AIM A :: According to the forum post on BUFGCE clocking, in UltraScale/UltraScale+, what must the output nets of the two BUFGCEs be placed in?

── SUPPLIED TEXT ──

10-20-2018 06:54 PM - edited 01-09-2019 11:41 AM
Take a look at this post on using the BUFGCE. It was written for the 7 series, so the BUFHCE part doesn't apply, but the mechanism of using the BUFGCE in UltraScale is the same; the "base" clock (which clocks the flip-flops that generate the CE) need to be on one BUFG/BUFGCE and the divided clock need to be on another. In your architecture, you have your BUFGCE in series (not in parallel) with the BUFGCTRL, which is what is causing the extra skew.
In UltraScale/UltraScale+ you need to also ensure that the output nets of the two BUFGCE's are placed in the same CLOCK_DELAY_GROUP to ensure that their CLOCK_ROOT are co-located. Take a look at this post on the CLOCK_DELAY_GROUP.

───
── PROVIDED RECORDS ──

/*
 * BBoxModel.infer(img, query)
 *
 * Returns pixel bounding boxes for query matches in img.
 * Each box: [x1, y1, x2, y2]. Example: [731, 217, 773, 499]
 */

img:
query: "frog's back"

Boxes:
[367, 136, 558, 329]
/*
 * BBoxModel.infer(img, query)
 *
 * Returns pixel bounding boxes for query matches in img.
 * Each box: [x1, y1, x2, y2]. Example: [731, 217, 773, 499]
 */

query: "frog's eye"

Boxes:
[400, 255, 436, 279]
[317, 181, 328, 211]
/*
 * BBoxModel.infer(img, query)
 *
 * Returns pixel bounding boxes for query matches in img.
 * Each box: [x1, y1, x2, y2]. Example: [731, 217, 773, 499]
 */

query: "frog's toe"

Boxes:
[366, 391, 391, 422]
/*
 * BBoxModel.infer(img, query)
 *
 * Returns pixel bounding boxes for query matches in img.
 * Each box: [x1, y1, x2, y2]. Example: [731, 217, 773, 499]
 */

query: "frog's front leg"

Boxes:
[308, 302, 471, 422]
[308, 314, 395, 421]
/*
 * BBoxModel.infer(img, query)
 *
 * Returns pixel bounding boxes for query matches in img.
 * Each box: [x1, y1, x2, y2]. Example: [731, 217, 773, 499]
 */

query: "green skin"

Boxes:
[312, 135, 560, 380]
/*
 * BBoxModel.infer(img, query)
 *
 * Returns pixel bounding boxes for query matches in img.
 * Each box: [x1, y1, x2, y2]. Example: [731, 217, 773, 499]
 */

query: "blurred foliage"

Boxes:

───

AIM B :: Show every line of the listing that contains the string "frog".

RESPONSE A :: The same CLOCK_DELAY_GROUP.

RESPONSE B ::
query: "frog's back"
query: "frog's eye"
query: "frog's toe"
query: "frog's front leg"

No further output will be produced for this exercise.